**Work to be completed**
Since pictures are not wanted, repeat only the text of the records, word for word.

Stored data
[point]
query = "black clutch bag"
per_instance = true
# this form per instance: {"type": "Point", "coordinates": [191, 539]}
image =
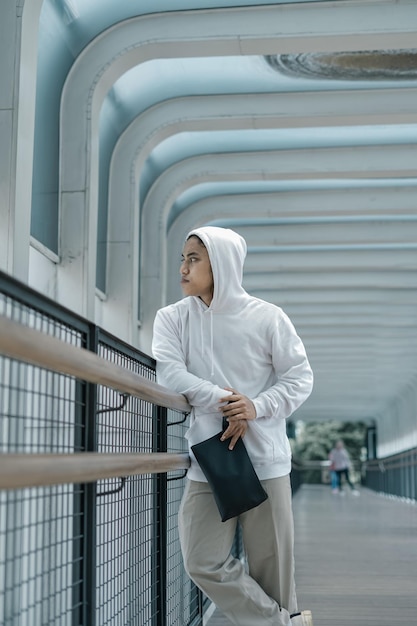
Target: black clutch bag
{"type": "Point", "coordinates": [230, 474]}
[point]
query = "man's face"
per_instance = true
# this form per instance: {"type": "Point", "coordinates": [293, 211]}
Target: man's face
{"type": "Point", "coordinates": [195, 270]}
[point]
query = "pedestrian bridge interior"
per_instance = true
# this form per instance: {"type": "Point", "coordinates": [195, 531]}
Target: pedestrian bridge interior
{"type": "Point", "coordinates": [123, 125]}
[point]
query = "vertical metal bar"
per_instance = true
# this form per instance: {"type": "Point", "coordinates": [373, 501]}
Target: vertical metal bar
{"type": "Point", "coordinates": [160, 531]}
{"type": "Point", "coordinates": [85, 504]}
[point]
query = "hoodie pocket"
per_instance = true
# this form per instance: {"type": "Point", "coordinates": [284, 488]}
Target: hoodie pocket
{"type": "Point", "coordinates": [266, 441]}
{"type": "Point", "coordinates": [260, 447]}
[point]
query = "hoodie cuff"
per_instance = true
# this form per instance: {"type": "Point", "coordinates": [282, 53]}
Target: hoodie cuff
{"type": "Point", "coordinates": [259, 407]}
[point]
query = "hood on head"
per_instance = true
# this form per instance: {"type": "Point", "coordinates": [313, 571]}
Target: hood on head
{"type": "Point", "coordinates": [227, 252]}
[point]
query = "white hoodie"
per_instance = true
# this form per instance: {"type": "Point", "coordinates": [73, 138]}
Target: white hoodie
{"type": "Point", "coordinates": [239, 342]}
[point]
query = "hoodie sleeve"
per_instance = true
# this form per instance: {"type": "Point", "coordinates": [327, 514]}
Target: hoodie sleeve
{"type": "Point", "coordinates": [293, 373]}
{"type": "Point", "coordinates": [171, 369]}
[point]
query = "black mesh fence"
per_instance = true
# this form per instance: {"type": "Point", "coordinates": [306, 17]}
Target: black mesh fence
{"type": "Point", "coordinates": [98, 554]}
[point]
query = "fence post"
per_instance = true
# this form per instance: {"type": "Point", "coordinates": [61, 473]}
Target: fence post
{"type": "Point", "coordinates": [85, 543]}
{"type": "Point", "coordinates": [160, 531]}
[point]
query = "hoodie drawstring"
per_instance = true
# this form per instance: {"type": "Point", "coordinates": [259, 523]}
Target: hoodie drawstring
{"type": "Point", "coordinates": [211, 339]}
{"type": "Point", "coordinates": [211, 344]}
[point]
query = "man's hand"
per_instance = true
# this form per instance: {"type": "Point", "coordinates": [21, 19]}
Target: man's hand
{"type": "Point", "coordinates": [237, 411]}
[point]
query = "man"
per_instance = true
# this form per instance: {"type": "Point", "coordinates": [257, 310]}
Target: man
{"type": "Point", "coordinates": [235, 355]}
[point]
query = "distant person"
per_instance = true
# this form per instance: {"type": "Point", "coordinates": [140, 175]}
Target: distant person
{"type": "Point", "coordinates": [333, 477]}
{"type": "Point", "coordinates": [237, 356]}
{"type": "Point", "coordinates": [340, 461]}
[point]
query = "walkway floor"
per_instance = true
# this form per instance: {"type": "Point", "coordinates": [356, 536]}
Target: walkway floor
{"type": "Point", "coordinates": [356, 559]}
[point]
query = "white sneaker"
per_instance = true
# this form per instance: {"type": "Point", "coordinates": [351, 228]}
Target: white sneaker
{"type": "Point", "coordinates": [304, 618]}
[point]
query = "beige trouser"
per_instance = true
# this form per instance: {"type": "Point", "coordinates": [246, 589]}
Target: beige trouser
{"type": "Point", "coordinates": [266, 595]}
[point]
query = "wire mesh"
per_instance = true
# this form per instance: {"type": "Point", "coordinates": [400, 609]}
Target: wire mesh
{"type": "Point", "coordinates": [86, 555]}
{"type": "Point", "coordinates": [40, 528]}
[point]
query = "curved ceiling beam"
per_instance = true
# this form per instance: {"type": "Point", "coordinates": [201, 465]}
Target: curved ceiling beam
{"type": "Point", "coordinates": [241, 31]}
{"type": "Point", "coordinates": [231, 112]}
{"type": "Point", "coordinates": [334, 162]}
{"type": "Point", "coordinates": [337, 163]}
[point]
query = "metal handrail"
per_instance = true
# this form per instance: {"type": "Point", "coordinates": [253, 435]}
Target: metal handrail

**Written reply**
[point]
query = "black clutch bag"
per_instance = true
# this form per instance: {"type": "Point", "coordinates": [191, 539]}
image =
Target: black clutch bag
{"type": "Point", "coordinates": [230, 474]}
[point]
query = "man's face"
per_instance = true
# this form per instance: {"type": "Point", "coordinates": [293, 211]}
Target: man's face
{"type": "Point", "coordinates": [195, 270]}
[point]
query = "pedestrian bridge interior"
per_instance = true
# this form per instance: {"type": "Point", "coordinates": [195, 531]}
Target: pedestrian bridge interior
{"type": "Point", "coordinates": [123, 125]}
[point]
query = "vertical metal bar"
per_instance = true
# this form per instance: {"type": "Point", "coordinates": [373, 501]}
Target: vertical metal bar
{"type": "Point", "coordinates": [160, 531]}
{"type": "Point", "coordinates": [85, 504]}
[point]
query = "hoodie pocket"
per_instance = true
# this form per instance: {"type": "Point", "coordinates": [284, 488]}
Target: hoodie pocket
{"type": "Point", "coordinates": [266, 441]}
{"type": "Point", "coordinates": [260, 447]}
[point]
query = "hoodie cuff"
per_instance = true
# this form per instance: {"type": "Point", "coordinates": [282, 53]}
Target: hoodie cuff
{"type": "Point", "coordinates": [259, 407]}
[point]
query = "hood on head"
per_instance = true
# this form per instance: {"type": "Point", "coordinates": [313, 571]}
Target: hood on head
{"type": "Point", "coordinates": [227, 252]}
[point]
query = "white hoodie"
per_instance = true
# this form per instance: {"type": "Point", "coordinates": [73, 138]}
Target: white hoodie
{"type": "Point", "coordinates": [239, 342]}
[point]
query = "hoodie sleeve"
per_instance = true
# this form per instance: {"type": "Point", "coordinates": [327, 514]}
Target: hoodie sleeve
{"type": "Point", "coordinates": [293, 373]}
{"type": "Point", "coordinates": [171, 369]}
[point]
query = "black mesh fence"
per_instance = true
# this form per instance: {"type": "Point", "coordinates": [306, 17]}
Target: black mesh fence
{"type": "Point", "coordinates": [98, 554]}
[point]
query = "fence post"
per_instance = true
# this form per instance: {"type": "Point", "coordinates": [61, 473]}
Target: fence post
{"type": "Point", "coordinates": [85, 543]}
{"type": "Point", "coordinates": [160, 531]}
[point]
query = "hoodie drawstring"
per_instance = true
# this form per instance: {"type": "Point", "coordinates": [259, 523]}
Target: hoodie drawstring
{"type": "Point", "coordinates": [211, 339]}
{"type": "Point", "coordinates": [211, 344]}
[point]
query = "man's hand"
per_instance = true
# this form per instance: {"type": "Point", "coordinates": [21, 19]}
Target: man's hand
{"type": "Point", "coordinates": [237, 411]}
[point]
query = "man"
per_instance = true
# this form per instance: {"type": "Point", "coordinates": [257, 310]}
Target: man
{"type": "Point", "coordinates": [235, 355]}
[point]
query = "distant person"
per_instance = true
# this form per instance: {"type": "Point", "coordinates": [140, 175]}
Target: distant person
{"type": "Point", "coordinates": [333, 477]}
{"type": "Point", "coordinates": [237, 356]}
{"type": "Point", "coordinates": [340, 461]}
[point]
query = "walkway floor"
per_instance = true
# this form per instance: {"type": "Point", "coordinates": [356, 536]}
Target: walkway floor
{"type": "Point", "coordinates": [356, 559]}
[point]
query = "white sneaker"
per_instance = true
# this form per instance: {"type": "Point", "coordinates": [351, 228]}
Target: white sneaker
{"type": "Point", "coordinates": [304, 618]}
[point]
query = "beige trouser"
per_instance = true
# this form per instance: {"type": "Point", "coordinates": [246, 589]}
Target: beige trouser
{"type": "Point", "coordinates": [266, 595]}
[point]
query = "wire mesh"
per_instance = true
# this form per instance: {"type": "Point", "coordinates": [400, 609]}
Target: wire mesh
{"type": "Point", "coordinates": [86, 555]}
{"type": "Point", "coordinates": [40, 528]}
[point]
query = "curved ceiling beam"
per_instance = true
# this form per instance: {"type": "Point", "coordinates": [201, 465]}
Target: curved ceiling beam
{"type": "Point", "coordinates": [241, 31]}
{"type": "Point", "coordinates": [231, 112]}
{"type": "Point", "coordinates": [334, 162]}
{"type": "Point", "coordinates": [337, 163]}
[point]
query = "metal handrail"
per_instance = true
# this form per instance: {"type": "Point", "coordinates": [253, 435]}
Target: metal handrail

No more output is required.